--- Document excerpt ---
Unfortunately, yes. Example - try getting publishing rights to No One Lives Forever franchise (GOG already tried that). It's not rare for publishers to sit on their IPs without doing anything with them. And it's not exclusive to videogames as well.

> make them last longer

You can look at it differently. "Last longer" can mean "getting support from the publisher for longer period of time". Nobody demands this. Or it can mean "have an EOL plan", but then it's a weird way to phrase that. But yes, this meaning is the one that SKG uses.

1 comments

I also want to add that proposing people to buy an IP from a company (or pay it to keep supporting it) is very disingenuous and even borderline trolling. That's not how it works even remotely. Companies do not "negotiate" with consumers about it. So even bringing this up shows the amount of dismissiveness and bad faith that SKG "deniers" bring to the discussion. Utterly baffling...
Is it really disingenuous to point out "haha, well obviously you guys simply aren't willing to put up enough cash to make this attractive for the rightsholders"?

--- Problems to work on ---
1/ Gather every line of the records that contains the word "white".
2/ Carry the discussion about game publishers and SKG on from its last sentence.
The discussion about game publishers and SKG and the records come from separate sources.

Image point annotation records
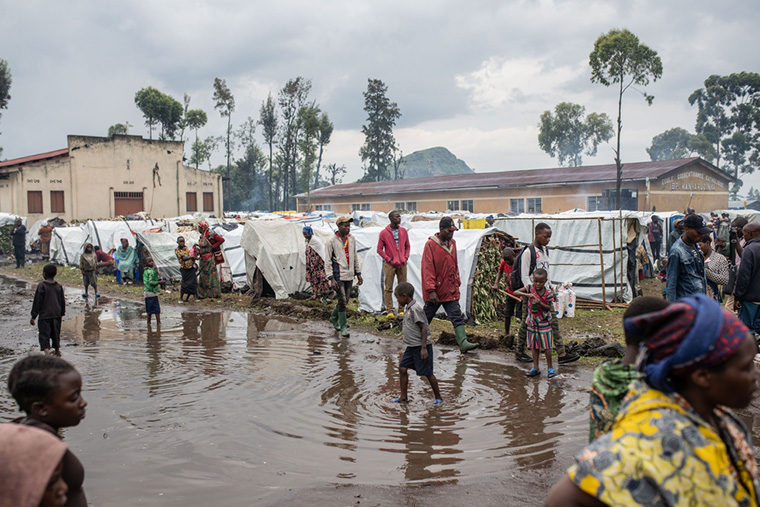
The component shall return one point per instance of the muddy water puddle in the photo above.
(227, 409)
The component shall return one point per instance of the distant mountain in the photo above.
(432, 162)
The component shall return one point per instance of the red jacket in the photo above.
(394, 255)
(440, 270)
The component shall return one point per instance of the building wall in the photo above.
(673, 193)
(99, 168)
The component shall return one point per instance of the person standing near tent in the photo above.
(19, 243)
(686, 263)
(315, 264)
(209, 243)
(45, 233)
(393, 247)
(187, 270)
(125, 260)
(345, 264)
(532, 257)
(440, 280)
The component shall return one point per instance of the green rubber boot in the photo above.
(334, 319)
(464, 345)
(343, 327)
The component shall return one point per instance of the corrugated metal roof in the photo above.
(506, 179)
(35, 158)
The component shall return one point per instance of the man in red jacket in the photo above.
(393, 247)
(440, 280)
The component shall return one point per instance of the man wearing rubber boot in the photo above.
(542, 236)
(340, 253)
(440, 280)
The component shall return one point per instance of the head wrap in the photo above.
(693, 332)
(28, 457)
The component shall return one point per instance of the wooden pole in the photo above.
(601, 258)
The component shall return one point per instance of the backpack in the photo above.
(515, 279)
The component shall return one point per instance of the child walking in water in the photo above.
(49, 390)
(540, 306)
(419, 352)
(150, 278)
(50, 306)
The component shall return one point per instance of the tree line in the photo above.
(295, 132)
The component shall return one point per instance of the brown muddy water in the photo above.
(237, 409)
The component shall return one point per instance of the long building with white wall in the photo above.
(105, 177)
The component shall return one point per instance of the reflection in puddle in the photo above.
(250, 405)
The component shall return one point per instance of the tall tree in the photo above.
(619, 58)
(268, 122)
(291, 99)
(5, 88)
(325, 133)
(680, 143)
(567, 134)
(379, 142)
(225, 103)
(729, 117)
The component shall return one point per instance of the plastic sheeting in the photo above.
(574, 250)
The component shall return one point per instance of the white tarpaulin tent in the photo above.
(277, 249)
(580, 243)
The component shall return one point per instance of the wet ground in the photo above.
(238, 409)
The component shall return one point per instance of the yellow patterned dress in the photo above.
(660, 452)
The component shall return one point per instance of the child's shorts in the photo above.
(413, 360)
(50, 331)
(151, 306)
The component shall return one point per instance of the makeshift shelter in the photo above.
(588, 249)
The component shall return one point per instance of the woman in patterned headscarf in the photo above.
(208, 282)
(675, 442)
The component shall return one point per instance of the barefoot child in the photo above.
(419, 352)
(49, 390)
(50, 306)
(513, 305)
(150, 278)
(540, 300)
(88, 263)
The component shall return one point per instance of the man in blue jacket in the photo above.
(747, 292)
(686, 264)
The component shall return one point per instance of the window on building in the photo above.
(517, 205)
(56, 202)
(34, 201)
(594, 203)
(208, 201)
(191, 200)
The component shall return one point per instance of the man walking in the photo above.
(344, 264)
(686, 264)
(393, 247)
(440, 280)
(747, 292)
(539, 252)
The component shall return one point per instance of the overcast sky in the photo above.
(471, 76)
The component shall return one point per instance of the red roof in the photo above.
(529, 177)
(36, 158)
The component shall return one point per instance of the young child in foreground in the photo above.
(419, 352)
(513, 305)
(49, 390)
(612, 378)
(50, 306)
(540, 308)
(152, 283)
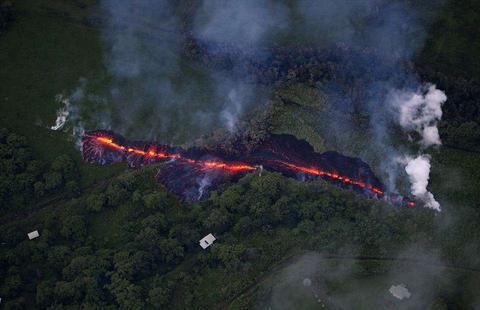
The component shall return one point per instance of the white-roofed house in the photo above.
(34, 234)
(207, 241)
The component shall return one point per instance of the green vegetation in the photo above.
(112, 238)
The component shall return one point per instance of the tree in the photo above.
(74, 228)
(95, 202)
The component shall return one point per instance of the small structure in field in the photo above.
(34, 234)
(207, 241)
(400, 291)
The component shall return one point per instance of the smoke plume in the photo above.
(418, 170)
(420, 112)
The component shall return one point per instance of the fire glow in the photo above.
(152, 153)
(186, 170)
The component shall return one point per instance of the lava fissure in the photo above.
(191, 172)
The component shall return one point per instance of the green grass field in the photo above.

==

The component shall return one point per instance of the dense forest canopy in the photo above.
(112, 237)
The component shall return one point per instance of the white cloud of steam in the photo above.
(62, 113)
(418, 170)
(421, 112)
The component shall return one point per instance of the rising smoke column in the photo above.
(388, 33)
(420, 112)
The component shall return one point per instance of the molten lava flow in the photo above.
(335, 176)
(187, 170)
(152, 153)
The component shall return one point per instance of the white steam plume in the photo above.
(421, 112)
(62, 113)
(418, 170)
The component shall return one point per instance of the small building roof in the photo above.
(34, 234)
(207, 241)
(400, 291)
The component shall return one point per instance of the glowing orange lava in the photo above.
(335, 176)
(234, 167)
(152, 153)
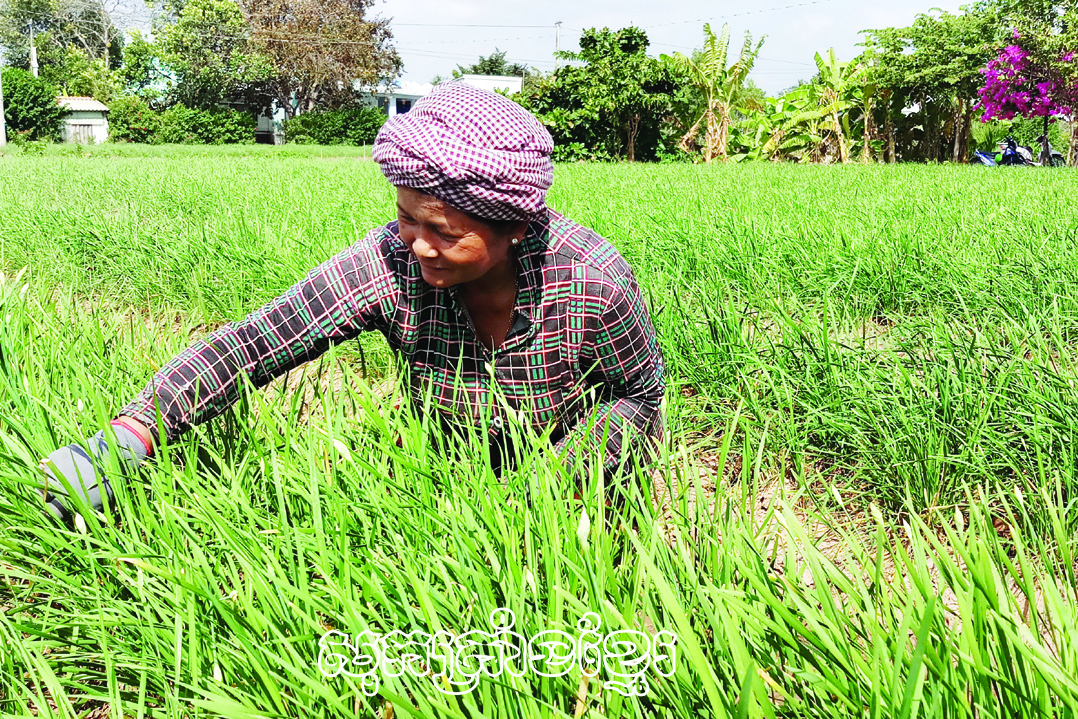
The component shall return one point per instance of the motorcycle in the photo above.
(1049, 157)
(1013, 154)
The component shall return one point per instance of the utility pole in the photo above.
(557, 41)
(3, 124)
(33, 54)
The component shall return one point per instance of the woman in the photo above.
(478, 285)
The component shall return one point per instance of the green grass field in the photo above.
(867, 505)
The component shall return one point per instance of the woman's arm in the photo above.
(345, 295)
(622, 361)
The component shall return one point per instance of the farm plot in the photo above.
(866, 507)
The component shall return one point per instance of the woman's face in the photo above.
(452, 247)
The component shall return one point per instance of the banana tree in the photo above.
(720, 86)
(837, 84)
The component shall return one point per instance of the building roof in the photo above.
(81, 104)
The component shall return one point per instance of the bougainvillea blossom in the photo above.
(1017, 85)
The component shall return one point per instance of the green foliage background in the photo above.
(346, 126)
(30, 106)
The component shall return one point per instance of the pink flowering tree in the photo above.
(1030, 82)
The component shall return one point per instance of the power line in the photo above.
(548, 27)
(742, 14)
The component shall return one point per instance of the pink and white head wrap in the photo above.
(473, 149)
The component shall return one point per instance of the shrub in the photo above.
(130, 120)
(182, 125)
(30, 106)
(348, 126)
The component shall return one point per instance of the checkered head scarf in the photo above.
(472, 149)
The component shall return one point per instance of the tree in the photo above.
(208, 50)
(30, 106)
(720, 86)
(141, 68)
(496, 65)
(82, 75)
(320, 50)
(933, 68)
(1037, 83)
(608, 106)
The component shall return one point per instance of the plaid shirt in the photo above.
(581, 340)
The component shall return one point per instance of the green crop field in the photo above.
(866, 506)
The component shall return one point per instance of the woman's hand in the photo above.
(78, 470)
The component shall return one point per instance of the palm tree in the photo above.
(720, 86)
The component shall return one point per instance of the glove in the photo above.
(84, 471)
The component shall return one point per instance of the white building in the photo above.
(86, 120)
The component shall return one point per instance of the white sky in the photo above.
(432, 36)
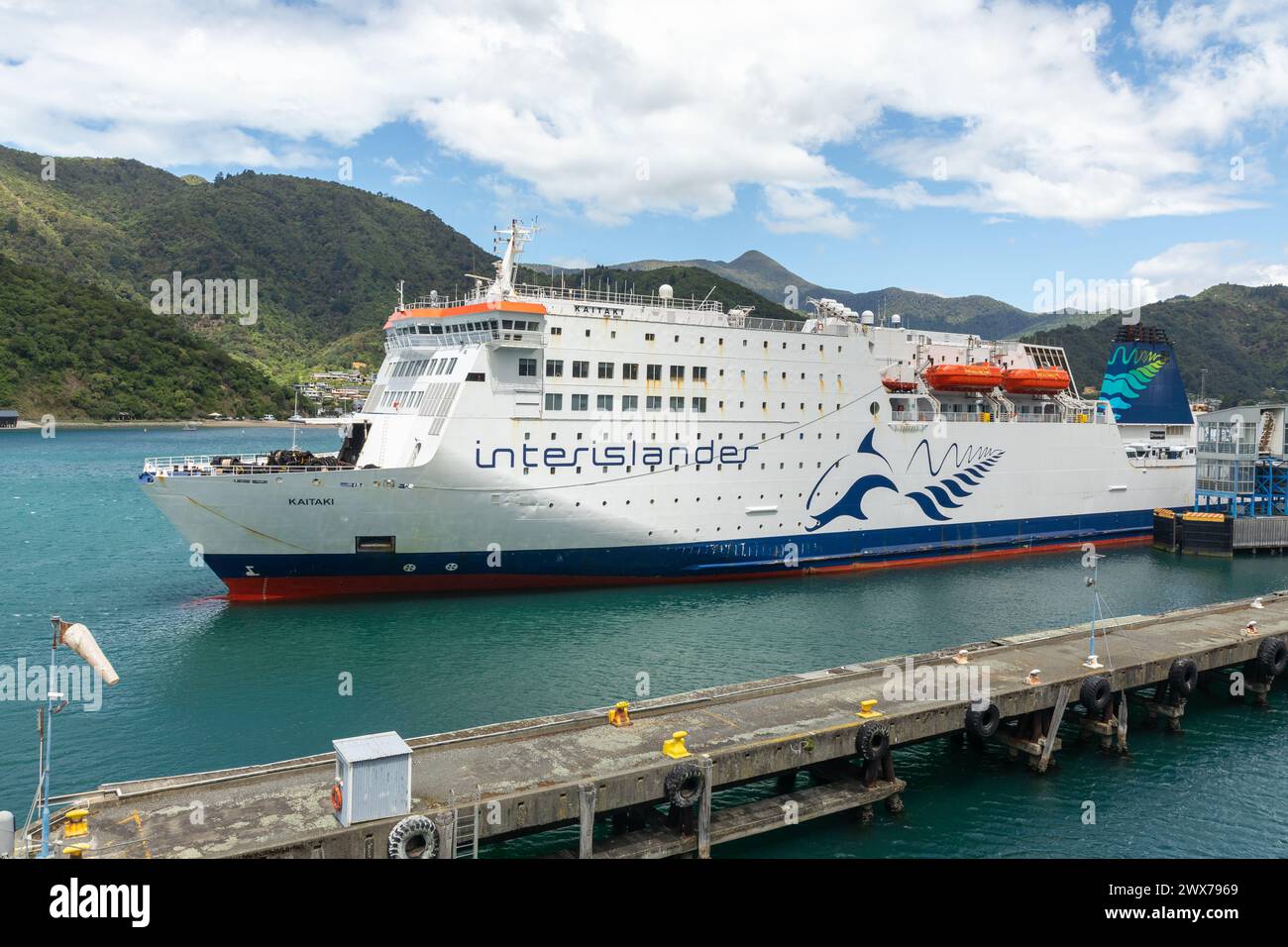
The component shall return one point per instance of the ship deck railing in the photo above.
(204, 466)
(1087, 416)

--- Task results ---
1/
The component shall return one point per instance of the long building with white wall in the photo above.
The component shall return one point per instance of the white tarpaulin tent in the photo above.
The component shall return one point per instance of the white-roofed house in the photo above.
The component shall return one point per instance of the white cloud of steam in the photo above.
The component shall return one point per instance of the white steam plume in the photo above.
The component shall return one point per instance of the pink and white head wrap in the photo above.
The component shall return one point per instance of the white building in the photo above.
The component shall return one point per instance of the white sky in the photo above.

2/
I think it is simply the truth of the matter. The financial incentives don't line up, the rightsholders are not keeping you from playing games just because they're evil.

But I think you missed why I brought this up, I did so only because you specifically claimed that financial incentives are irrelevant in your earlier comment here https://news.ycombinator.com/item?id=48582196

I was referencing the comment which proposed to buy out the rights to the game. This is absurd (and hence disingenuous), because again it's not how it works in real life, and it's not just with games. You cannot just approach a company willy-nilly as a consumer and politely ask them to sell their IP to you - that includes games, movies, books etc. They are not going to respond to it unless you are another big company.

Regarding my comment, I already replied right there that I'm willing to pay more money for the games if it means they are preserved. You again misunderstand (probably on purpose) what it's all about...

Gaming industry is not poor (although they like to tell you that). They rack billions on exploitative mechanics like lootboxes, gachas and live services, but don't want to keep their games alive even though it would cost them a fraction of what they earn to do so. This confirms that this is not about money, at least not in the way you are trying to portrait it. Also remember that gaming companies love to evade taxes. Yeah, they are (totally not evil) entities who act with pure goodwill towards their consumers...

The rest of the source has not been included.